## Written exercise A
From the Leigh Steinberg interview, output the stretch from "As we inch closer" through "to paper again?" word for word.

## Document excerpt
There’s Leigh Steinberg, super-agent. He’s to the right of Kevin Costner but unlike Tom Cruise’s line in the movie Jerry Maguire (loosely based on Steinberg); he is the agent you know about. He’s the agent the whole world of sports and entertainment knows about. After forty years in a business that has seen Steinberg guide seven of his clients into the NFL Hall of Fame and reach the summit of sports representation but which has also seen him hit rock bottom with sobriety issues and bankruptcy, Steinberg wants to make sure he leaves an indelible mark on the industry and the world around him.

As we inch closer to the 2014 NFL Draft, I had the chance to sit down with Steinberg, a man who knows the inner workings of the draft better than anyone, to talk about his new book, The Agent. In Part One of our conversation we discuss Steinberg’s resurgence into sports representations, his goals and what is driving him now.

Part 1: Q & A

600AM ESPN/El Paso: After already authoring one bestseller, Winning with Integrity what inspired you to put pen to paper again?

## Exercise input

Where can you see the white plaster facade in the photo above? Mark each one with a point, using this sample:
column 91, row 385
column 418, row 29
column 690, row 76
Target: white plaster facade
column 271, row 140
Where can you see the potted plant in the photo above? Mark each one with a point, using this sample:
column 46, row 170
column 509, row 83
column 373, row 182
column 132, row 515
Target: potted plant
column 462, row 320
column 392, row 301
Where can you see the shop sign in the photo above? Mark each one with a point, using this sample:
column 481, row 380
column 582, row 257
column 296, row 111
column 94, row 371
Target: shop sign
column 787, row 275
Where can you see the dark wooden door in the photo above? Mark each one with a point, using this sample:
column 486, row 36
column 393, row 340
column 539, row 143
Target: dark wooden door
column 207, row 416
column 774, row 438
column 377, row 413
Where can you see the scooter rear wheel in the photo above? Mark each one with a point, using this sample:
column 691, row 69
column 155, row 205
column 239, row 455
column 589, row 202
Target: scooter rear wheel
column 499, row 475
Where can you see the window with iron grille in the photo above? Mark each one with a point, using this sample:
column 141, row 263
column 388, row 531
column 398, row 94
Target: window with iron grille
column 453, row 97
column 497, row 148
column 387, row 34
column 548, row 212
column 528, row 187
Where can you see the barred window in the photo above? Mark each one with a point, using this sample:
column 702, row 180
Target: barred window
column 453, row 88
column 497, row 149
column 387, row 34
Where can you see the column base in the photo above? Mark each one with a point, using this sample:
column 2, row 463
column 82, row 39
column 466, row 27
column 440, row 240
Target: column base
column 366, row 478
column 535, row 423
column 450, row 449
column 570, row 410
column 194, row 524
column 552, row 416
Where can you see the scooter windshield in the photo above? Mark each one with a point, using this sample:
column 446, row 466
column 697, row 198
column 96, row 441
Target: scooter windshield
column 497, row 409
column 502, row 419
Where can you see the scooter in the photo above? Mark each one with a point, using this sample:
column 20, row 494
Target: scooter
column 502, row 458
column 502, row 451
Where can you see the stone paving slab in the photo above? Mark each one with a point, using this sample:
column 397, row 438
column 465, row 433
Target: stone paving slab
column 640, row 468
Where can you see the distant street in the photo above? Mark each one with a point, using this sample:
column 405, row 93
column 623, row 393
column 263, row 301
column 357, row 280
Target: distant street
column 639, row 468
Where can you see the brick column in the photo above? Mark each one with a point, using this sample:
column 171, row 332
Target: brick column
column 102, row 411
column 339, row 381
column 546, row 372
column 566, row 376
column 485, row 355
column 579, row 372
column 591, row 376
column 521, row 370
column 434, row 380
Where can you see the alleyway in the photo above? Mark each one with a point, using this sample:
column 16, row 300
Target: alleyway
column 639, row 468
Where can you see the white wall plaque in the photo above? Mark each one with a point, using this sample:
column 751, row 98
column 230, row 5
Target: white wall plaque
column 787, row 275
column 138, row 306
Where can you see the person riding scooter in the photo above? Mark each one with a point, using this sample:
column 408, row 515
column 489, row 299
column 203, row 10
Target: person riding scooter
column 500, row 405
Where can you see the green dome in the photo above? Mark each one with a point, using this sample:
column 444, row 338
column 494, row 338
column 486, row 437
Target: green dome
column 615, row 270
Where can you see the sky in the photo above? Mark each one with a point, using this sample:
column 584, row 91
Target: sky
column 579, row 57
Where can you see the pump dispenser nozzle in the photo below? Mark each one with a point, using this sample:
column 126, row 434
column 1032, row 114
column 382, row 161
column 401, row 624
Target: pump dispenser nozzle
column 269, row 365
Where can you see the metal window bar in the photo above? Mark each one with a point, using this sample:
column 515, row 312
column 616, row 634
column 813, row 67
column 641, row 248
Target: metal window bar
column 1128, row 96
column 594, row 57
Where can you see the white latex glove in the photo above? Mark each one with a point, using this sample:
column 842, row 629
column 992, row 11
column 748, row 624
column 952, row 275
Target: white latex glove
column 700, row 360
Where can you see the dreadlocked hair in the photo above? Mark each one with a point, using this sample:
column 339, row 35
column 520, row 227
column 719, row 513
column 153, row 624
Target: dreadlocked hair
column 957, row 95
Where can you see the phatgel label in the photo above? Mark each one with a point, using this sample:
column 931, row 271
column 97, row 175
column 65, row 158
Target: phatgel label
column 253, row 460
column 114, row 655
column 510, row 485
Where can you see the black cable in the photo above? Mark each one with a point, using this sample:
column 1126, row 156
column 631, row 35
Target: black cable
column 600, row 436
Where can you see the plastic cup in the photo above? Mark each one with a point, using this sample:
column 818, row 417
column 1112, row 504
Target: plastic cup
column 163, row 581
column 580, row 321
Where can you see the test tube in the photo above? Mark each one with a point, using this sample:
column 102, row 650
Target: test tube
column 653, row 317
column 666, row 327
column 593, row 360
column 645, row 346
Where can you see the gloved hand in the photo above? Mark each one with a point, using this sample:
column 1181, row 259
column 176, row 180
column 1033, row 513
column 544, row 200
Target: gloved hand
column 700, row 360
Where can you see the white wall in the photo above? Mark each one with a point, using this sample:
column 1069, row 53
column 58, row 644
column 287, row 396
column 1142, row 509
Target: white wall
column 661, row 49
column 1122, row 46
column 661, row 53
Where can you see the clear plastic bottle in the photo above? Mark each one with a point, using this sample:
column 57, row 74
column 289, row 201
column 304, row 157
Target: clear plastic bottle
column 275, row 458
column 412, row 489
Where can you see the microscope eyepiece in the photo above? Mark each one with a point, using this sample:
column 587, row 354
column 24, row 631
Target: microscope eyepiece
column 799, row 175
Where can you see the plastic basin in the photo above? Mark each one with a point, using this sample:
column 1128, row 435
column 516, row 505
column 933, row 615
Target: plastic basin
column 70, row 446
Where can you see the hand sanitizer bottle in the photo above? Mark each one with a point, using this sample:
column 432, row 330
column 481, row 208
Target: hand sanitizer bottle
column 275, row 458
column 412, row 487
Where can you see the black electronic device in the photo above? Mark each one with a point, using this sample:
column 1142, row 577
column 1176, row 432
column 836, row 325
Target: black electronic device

## Written exercise B
In the records, change "metal" to "steel" in the stretch from the line containing "Where can you see the metal" through the line containing "column 594, row 57". Return only those lines, with everything else left as is.

## Expected answer A
As we inch closer to the 2014 NFL Draft, I had the chance to sit down with Steinberg, a man who knows the inner workings of the draft better than anyone, to talk about his new book, The Agent. In Part One of our conversation we discuss Steinberg’s resurgence into sports representations, his goals and what is driving him now.

Part 1: Q & A

600AM ESPN/El Paso: After already authoring one bestseller, Winning with Integrity what inspired you to put pen to paper again?

## Expected answer B
Where can you see the steel window bar in the photo above? Mark each one with a point, using this sample:
column 515, row 312
column 616, row 634
column 813, row 67
column 641, row 248
Target: steel window bar
column 1128, row 96
column 594, row 57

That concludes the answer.